* **TASK BRIEF**: In the high-risk breast lesion review, copy the section from "Purpose of review" up to and including "available to patients.", substituting "monitoring schedules" for "surveillance regimens".

* **DOCUMENT PASSAGE**:
*** Block opens ***

Purpose of review
The purpose of this review is to describe recent updates in the management of high-risk breast lesions. We review the various high-risk breast lesions and evaluate the collective literature regarding the rates of upgrade to invasive cancer or ductal carcinoma in situ with excisional biopsy as well as the increased risk for future breast cancer development that a diagnosis of a high-risk breast lesion may portend. For those lesions associated with an increased risk of breast cancer, we discuss the appropriate surveillance regimens as well as risk reduction opportunities available to patients.
Recent studies may suggest a role for close imaging observation in certain clinical settings when a benign intraductal papilloma or flat epithelial atypia is identified by core needle breast biopsy. Ongoing prospective clinical trials should reveal valuable data to help answer this question.
Clinical management of high-risk breast lesions identified and determined to be concordant after image-guided core needle biopsy varies and prospective data are needed to better guide management decisions. High-risk breast lesions require close radiologic-pathologic correlation when diagnosed by image-guided breast core needle biopsy. Excisional biopsy can exclude a higher-grade lesion such as DCIS or invasive cancer; however, in certain cases, close observation with follow-up may be appropriate. Additionally, women who have certain high-risk lesions such as lobular carcinoma in situ, atypical ductal hyperplasia, or atypical lobular hyperplasia are at an increased risk for the future development of breast cancer and should undergo risk assessment and discussion of risk reduction measures. Ongoing and future prospective trials may provide data to better guide these management decisions and optimize patient care.

*** Block closes ***

Saved entries:

*** Block opens ***

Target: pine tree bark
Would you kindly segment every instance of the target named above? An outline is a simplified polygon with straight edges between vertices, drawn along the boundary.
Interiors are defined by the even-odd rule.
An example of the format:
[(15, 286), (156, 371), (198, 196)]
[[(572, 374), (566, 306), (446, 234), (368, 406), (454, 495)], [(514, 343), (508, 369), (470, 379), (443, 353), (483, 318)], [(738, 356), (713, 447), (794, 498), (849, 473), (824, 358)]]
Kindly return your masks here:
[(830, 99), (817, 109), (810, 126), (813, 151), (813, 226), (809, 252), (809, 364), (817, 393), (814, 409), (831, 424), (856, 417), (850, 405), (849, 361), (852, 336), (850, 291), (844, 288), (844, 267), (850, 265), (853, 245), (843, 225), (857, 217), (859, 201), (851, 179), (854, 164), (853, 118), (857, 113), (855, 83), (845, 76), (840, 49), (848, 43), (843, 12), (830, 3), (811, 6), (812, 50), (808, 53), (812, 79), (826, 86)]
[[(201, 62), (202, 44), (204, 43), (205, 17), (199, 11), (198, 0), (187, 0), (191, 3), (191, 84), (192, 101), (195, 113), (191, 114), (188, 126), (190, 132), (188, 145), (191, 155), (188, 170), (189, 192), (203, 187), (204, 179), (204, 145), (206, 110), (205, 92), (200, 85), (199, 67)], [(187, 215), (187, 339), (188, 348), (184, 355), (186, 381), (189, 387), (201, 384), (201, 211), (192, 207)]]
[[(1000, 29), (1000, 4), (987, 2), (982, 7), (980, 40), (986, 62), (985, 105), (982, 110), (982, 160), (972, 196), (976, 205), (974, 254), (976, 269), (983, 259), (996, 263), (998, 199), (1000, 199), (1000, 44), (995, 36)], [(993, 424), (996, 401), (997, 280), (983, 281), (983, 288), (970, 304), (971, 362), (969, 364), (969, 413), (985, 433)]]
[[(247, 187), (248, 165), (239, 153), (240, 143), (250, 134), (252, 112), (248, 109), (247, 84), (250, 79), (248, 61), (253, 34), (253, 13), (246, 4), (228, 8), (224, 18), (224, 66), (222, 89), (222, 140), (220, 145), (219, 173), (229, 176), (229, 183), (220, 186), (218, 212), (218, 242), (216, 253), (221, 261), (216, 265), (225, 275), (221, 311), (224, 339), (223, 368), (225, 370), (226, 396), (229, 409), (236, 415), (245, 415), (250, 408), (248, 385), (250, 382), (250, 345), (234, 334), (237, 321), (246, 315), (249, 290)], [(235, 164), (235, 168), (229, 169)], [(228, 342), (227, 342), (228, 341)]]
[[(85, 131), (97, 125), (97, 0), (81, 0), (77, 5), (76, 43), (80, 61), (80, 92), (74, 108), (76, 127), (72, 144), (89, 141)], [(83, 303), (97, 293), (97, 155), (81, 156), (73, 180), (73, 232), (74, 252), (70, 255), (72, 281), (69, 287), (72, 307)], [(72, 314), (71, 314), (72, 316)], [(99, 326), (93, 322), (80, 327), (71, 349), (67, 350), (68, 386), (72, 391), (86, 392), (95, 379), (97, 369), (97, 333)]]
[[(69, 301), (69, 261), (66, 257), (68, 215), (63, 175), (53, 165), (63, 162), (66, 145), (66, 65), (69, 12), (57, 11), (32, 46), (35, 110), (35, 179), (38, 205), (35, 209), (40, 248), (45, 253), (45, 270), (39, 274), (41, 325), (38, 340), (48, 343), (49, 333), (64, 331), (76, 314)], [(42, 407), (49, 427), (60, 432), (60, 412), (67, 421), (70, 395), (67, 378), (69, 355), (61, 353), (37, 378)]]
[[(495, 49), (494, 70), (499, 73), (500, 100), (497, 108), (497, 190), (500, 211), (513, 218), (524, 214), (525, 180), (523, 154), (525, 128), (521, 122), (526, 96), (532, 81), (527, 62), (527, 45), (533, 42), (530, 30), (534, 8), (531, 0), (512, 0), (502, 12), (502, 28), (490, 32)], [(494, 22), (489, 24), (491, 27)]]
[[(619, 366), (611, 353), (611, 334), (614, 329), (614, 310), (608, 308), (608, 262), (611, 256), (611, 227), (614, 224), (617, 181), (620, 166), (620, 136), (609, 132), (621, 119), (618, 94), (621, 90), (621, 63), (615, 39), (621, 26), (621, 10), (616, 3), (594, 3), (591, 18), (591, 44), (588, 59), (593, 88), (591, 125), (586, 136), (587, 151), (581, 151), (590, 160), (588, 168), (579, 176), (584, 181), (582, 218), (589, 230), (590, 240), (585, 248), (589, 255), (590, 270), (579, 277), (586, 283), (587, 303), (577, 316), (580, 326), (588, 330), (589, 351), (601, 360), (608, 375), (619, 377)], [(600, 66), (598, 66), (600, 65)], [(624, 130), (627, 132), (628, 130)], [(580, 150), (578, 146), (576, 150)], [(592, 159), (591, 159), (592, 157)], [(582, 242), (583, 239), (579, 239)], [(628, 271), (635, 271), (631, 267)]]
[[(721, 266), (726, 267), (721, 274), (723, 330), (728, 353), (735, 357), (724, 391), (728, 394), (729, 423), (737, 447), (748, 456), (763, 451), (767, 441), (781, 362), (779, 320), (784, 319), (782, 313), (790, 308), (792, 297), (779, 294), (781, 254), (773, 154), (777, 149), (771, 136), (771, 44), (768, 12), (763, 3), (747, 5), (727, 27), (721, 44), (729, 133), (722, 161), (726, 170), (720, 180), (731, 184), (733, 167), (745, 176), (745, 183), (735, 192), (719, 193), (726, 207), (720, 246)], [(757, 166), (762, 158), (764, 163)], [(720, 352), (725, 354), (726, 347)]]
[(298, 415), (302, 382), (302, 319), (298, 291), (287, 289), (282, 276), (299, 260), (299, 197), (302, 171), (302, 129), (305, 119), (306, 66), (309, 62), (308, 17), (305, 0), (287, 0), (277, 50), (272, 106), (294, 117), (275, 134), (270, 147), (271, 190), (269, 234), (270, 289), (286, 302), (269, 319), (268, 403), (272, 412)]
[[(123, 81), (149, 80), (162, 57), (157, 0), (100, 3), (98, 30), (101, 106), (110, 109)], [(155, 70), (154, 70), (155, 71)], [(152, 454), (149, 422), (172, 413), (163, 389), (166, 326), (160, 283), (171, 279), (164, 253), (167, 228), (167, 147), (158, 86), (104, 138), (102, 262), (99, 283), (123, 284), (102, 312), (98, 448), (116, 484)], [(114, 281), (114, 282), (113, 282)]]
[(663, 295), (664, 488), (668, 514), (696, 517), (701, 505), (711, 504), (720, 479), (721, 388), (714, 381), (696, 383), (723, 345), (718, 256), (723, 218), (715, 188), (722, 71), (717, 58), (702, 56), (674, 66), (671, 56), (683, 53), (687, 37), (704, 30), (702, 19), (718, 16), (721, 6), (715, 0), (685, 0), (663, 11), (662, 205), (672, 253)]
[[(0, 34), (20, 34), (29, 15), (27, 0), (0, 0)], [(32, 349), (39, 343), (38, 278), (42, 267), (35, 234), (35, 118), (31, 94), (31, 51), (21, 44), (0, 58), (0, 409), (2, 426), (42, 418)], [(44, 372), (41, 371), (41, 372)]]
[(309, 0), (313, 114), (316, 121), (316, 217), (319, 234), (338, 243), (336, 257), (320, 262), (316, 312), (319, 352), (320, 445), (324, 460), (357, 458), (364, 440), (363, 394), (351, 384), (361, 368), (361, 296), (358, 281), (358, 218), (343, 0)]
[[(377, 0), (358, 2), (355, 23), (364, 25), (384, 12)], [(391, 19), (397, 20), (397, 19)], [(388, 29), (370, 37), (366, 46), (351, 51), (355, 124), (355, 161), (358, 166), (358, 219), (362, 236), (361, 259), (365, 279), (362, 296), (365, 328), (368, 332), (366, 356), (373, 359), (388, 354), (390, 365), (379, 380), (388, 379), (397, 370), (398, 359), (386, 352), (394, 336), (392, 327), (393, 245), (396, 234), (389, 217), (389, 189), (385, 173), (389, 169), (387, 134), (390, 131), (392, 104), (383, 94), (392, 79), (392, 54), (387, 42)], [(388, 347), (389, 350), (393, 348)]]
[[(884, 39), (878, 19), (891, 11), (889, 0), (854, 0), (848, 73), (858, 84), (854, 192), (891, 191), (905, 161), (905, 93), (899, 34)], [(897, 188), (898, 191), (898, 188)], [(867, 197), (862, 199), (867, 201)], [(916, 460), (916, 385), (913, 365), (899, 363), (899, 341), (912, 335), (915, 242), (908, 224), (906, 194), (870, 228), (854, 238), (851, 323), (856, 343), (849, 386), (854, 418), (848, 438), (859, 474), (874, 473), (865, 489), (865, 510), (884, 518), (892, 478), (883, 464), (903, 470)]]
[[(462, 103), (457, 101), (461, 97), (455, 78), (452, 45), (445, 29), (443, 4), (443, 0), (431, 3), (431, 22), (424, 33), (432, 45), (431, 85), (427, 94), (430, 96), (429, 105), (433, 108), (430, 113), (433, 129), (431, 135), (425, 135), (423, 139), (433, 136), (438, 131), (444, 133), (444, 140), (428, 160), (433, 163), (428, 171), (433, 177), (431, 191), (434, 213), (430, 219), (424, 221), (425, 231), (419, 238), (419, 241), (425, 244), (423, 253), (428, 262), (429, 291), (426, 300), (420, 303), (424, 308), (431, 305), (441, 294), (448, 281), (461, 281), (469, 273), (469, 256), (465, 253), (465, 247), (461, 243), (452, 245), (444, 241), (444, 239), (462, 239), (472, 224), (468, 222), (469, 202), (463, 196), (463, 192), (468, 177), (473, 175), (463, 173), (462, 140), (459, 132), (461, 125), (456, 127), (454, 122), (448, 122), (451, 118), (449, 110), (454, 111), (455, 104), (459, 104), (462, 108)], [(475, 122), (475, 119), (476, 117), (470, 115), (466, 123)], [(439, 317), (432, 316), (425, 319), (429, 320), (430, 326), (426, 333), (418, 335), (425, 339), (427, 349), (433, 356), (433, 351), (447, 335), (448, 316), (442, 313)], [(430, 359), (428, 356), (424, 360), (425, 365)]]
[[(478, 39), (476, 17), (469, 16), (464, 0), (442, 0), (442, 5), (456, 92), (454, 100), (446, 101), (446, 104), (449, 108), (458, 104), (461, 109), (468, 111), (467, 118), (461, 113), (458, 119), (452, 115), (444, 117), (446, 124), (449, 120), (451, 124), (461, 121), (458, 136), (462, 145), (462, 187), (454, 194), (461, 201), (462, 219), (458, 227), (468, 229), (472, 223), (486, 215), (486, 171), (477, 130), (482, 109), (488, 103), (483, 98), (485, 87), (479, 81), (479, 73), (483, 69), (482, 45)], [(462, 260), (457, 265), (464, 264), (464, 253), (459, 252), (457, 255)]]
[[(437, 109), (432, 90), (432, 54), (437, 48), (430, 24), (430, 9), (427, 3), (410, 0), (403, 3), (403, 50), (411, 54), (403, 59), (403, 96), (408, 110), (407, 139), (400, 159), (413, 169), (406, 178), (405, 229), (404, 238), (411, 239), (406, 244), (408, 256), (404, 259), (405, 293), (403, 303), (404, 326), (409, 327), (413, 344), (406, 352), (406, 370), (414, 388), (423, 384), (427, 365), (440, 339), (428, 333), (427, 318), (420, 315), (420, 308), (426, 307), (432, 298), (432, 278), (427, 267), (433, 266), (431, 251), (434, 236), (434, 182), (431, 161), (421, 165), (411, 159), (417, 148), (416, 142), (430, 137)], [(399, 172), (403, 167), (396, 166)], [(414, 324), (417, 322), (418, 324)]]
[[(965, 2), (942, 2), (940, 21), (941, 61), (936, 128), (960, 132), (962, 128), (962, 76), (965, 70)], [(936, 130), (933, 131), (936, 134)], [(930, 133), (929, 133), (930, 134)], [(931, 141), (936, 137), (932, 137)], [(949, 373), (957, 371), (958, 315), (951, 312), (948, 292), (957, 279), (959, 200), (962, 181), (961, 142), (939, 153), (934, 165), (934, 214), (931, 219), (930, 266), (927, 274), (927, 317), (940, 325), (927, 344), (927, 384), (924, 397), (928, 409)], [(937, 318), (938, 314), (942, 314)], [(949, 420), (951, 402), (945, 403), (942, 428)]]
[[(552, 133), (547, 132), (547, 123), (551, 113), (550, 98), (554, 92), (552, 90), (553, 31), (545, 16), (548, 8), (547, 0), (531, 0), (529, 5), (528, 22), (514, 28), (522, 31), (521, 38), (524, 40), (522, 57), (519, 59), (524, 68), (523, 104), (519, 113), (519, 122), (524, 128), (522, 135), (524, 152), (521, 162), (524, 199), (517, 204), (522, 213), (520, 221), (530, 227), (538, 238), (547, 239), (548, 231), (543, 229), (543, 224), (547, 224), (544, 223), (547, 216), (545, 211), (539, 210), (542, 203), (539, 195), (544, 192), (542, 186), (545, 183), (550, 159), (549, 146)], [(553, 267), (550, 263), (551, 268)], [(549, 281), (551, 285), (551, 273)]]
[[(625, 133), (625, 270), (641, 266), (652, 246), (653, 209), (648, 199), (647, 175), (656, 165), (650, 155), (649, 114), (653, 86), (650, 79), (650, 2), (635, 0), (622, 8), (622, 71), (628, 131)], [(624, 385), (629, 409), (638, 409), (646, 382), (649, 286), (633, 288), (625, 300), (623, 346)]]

*** Block closes ***

* **TASK SOLUTION**:
Purpose of review
The purpose of this review is to describe recent updates in the management of high-risk breast lesions. We review the various high-risk breast lesions and evaluate the collective literature regarding the rates of upgrade to invasive cancer or ductal carcinoma in situ with excisional biopsy as well as the increased risk for future breast cancer development that a diagnosis of a high-risk breast lesion may portend. For those lesions associated with an increased risk of breast cancer, we discuss the appropriate monitoring schedules as well as risk reduction opportunities available to patients.